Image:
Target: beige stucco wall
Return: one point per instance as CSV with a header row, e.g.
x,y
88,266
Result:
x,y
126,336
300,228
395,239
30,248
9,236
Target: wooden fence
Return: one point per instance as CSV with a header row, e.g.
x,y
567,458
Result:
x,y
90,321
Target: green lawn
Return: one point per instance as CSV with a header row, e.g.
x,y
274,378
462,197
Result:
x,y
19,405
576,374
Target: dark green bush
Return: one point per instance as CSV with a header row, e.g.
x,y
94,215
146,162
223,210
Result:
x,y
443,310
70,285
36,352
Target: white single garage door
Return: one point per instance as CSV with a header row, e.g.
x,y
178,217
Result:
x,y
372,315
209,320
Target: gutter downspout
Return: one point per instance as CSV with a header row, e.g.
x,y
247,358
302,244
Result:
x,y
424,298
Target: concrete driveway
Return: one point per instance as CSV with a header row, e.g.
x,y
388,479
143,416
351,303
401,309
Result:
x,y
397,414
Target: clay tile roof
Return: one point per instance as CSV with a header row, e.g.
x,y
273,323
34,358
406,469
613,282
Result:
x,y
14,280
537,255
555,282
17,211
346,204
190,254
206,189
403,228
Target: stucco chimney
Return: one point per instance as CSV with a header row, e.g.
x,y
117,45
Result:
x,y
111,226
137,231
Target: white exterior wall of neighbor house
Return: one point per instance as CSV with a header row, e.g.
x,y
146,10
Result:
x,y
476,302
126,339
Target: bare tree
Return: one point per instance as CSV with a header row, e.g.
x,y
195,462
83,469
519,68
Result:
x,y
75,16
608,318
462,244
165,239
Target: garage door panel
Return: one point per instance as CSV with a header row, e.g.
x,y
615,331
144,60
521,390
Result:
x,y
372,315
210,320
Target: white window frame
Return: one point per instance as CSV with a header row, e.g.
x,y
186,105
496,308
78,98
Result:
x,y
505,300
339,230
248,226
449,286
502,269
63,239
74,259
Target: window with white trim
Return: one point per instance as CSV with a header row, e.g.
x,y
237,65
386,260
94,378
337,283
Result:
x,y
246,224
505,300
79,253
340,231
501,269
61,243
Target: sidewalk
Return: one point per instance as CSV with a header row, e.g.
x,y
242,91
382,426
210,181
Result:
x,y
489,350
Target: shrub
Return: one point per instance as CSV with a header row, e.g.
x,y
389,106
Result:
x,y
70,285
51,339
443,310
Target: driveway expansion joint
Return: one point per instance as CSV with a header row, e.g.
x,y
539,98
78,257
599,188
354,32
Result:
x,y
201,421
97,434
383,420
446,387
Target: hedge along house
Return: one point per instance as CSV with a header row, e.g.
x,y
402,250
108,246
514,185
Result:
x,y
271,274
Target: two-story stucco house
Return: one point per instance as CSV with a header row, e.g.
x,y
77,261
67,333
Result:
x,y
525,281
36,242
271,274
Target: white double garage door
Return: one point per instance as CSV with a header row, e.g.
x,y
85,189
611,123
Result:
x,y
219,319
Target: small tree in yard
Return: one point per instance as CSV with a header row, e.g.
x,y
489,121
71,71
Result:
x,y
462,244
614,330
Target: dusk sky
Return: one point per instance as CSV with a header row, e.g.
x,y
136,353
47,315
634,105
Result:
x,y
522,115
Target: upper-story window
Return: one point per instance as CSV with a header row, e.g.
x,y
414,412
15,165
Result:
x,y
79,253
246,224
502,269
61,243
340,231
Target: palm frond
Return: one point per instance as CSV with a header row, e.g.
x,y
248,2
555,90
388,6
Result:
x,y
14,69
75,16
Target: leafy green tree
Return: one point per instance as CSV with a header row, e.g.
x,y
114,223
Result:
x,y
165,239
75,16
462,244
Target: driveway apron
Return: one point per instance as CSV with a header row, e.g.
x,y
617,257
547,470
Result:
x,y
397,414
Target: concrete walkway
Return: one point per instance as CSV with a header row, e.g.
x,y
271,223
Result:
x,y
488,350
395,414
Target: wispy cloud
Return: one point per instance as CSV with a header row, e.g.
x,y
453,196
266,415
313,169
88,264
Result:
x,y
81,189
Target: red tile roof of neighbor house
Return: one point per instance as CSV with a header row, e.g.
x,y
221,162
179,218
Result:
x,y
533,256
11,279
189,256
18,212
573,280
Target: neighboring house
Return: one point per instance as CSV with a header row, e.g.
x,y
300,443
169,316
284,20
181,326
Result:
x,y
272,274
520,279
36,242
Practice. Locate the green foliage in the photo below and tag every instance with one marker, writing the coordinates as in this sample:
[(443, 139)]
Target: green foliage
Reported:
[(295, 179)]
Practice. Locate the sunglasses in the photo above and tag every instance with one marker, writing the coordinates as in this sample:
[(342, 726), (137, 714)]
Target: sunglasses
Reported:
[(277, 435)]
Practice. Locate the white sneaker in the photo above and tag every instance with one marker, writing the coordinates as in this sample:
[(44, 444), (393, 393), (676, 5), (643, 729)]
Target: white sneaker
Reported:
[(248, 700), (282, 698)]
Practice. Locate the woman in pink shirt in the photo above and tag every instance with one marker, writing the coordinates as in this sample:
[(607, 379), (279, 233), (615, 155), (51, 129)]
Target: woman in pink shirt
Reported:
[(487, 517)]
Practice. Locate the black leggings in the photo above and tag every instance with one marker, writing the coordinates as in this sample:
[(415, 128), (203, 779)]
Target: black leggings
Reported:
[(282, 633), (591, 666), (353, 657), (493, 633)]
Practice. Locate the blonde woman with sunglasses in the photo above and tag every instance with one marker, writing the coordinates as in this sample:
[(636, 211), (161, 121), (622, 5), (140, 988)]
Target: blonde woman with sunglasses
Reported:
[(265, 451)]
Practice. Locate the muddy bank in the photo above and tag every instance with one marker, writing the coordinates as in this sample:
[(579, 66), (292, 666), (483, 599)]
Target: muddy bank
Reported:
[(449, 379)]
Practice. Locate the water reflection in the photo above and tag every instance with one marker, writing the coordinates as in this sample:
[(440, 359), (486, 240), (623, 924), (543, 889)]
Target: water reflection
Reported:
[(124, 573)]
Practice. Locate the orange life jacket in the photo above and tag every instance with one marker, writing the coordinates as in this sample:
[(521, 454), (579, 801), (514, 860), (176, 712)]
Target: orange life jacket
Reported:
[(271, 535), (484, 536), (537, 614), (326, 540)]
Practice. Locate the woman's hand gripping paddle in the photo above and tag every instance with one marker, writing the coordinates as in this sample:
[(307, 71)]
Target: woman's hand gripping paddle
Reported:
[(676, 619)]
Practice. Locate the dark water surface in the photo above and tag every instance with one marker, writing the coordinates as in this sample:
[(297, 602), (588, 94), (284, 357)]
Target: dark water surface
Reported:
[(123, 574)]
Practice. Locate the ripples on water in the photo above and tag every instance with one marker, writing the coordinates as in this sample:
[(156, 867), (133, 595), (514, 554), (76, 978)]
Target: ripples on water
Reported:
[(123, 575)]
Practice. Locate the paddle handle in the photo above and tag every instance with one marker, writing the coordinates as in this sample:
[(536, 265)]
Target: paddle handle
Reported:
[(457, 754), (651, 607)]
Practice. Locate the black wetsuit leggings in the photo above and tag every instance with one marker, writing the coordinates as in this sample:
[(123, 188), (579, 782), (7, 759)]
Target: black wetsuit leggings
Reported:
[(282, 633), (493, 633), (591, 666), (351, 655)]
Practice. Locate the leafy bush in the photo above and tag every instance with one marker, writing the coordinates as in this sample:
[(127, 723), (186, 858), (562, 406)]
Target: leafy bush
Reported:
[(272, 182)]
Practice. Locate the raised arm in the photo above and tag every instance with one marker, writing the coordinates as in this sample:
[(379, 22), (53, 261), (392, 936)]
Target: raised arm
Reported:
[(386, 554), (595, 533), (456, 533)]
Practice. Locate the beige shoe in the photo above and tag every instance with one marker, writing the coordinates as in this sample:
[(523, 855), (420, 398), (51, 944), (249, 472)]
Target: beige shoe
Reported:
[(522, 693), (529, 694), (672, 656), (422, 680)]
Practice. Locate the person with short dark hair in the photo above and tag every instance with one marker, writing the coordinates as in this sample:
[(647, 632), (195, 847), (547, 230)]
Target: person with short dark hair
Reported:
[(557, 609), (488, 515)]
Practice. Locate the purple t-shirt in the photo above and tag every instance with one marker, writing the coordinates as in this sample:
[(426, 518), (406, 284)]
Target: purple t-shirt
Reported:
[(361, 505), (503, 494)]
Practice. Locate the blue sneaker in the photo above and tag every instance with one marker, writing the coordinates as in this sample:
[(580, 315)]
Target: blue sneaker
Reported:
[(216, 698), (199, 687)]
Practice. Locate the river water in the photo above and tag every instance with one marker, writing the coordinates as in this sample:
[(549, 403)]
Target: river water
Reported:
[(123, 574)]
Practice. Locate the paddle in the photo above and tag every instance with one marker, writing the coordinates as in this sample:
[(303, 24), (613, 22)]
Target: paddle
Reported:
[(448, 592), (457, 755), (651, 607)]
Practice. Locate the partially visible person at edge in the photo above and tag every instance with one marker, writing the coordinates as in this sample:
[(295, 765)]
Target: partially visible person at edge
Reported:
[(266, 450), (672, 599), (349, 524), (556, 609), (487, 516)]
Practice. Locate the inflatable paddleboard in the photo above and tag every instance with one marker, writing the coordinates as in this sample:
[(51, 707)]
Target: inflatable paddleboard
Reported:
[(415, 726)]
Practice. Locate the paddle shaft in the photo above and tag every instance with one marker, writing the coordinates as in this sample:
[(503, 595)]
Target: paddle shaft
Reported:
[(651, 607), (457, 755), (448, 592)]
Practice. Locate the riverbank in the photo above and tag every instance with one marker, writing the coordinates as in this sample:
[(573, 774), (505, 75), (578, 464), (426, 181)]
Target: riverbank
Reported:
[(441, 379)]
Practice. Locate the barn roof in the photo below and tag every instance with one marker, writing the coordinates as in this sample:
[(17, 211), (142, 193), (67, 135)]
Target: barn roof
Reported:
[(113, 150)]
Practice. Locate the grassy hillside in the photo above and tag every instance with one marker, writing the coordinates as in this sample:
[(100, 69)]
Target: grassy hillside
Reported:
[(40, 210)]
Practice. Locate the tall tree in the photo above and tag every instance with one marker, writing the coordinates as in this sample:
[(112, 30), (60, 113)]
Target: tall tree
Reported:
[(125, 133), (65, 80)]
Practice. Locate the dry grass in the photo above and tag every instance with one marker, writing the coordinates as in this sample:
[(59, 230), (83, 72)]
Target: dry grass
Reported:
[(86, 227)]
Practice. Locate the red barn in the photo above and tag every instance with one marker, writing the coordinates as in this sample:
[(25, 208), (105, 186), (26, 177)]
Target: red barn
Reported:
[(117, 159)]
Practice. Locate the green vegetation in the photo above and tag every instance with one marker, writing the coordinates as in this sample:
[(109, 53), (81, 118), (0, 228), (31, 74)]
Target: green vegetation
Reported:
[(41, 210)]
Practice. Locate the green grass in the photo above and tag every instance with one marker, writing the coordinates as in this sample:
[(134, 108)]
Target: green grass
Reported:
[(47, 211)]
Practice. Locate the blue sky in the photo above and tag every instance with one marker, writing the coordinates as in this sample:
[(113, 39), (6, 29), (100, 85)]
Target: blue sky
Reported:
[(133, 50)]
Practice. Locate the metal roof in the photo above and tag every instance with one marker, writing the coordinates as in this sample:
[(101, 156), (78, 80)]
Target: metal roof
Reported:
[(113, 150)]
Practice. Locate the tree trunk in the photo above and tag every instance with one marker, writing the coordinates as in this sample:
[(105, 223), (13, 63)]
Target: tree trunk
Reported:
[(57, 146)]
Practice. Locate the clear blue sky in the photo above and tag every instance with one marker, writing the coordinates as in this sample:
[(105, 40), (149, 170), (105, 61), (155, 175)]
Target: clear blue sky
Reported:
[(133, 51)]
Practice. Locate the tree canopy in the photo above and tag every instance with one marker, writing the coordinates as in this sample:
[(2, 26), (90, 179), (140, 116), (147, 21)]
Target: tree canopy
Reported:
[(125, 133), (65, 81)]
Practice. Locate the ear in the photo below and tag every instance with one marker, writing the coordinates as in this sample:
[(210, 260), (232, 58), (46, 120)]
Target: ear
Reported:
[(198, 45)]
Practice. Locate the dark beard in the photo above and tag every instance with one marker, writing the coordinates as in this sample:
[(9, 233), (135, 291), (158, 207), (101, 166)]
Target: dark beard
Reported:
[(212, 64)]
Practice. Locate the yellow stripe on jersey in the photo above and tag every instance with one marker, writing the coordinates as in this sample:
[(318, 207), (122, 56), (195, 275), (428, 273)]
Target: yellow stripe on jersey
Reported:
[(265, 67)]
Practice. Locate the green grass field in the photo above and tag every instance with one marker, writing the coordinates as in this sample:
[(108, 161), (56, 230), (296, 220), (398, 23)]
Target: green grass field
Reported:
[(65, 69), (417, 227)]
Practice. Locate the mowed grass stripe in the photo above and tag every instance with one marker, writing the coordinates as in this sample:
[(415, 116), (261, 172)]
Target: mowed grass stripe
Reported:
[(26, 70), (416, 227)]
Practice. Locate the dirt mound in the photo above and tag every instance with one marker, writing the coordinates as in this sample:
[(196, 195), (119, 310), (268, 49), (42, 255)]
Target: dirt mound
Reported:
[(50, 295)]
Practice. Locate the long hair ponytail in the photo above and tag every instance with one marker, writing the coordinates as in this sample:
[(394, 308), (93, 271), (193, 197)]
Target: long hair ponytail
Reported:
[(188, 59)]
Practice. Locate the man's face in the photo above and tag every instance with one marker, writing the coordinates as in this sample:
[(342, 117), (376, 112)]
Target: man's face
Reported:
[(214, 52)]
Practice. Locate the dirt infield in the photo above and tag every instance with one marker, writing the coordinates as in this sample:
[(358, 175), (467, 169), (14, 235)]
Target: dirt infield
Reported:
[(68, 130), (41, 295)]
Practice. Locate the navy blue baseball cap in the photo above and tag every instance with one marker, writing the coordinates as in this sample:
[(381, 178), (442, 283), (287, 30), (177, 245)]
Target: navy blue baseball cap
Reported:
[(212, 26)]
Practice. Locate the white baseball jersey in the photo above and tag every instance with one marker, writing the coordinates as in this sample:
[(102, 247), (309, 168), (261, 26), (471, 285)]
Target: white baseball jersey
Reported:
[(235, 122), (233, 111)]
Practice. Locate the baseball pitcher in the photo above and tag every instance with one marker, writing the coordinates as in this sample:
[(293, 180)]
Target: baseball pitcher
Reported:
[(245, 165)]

§ Exercise requirements:
Please reproduce in full the items starting at the line containing "Practice. Locate the dry" and ending at the line containing "[(57, 146)]", requests included, leaving the requests and their sample coordinates untouched. Rescale only the coordinates in the answers by multiplying each by 2.6 and rounding to the nearest whole number, with halves rounded up.

§ Solution for this problem:
Practice. Locate the dry grass in the photo above and tag every instance with one marker, writing the coordinates as in this sample:
[(59, 230), (83, 72)]
Target: dry grass
Reported:
[(224, 590)]
Practice. Locate the red barn in the photo above and tag every instance with one marker, writing the coordinates as in this sample:
[(25, 208), (105, 186), (26, 177)]
Target: red barn
Reported:
[(304, 413)]
Practice. Locate the green vegetation in the photo above and tag every instance with one marker, writing the coordinates as in this sample:
[(109, 53), (81, 118), (0, 228), (31, 74)]
Target: green vegetation
Reported:
[(107, 546)]
Practice. Locate the green grass in the photo above and tag every instance with one marker, writing the coordinates as in this sample:
[(134, 108)]
Target: green grass
Reported:
[(122, 549)]
Practice. Locate the blue sky in the photo above and tag every instance with one marker, writing the coordinates as in this sample:
[(113, 39), (6, 29), (100, 85)]
Target: blue sky
Reported:
[(346, 130)]
Practice. Locate the metal roof in the photo above and tag every instance with one marker, writing the coordinates as in this sample:
[(101, 156), (78, 80)]
Target: metal roof
Reported:
[(294, 390)]
Practice. Locate the tree trunk in the photo above and tag every instance with one marker, writing the coordinates as in this sample:
[(105, 223), (13, 63)]
Target: tree trunk
Reported:
[(148, 380)]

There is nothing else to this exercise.